### Exercise:
Which lines in the saved records contain the word "green", with case counting? Pick out each one and copy it.

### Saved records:

________________

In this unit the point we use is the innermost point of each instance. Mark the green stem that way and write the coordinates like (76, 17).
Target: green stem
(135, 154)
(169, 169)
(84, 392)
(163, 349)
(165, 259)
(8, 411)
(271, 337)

________________

### Full answer:
In this unit the point we use is the innermost point of each instance. Mark the green stem that way and write the coordinates like (76, 17).
Target: green stem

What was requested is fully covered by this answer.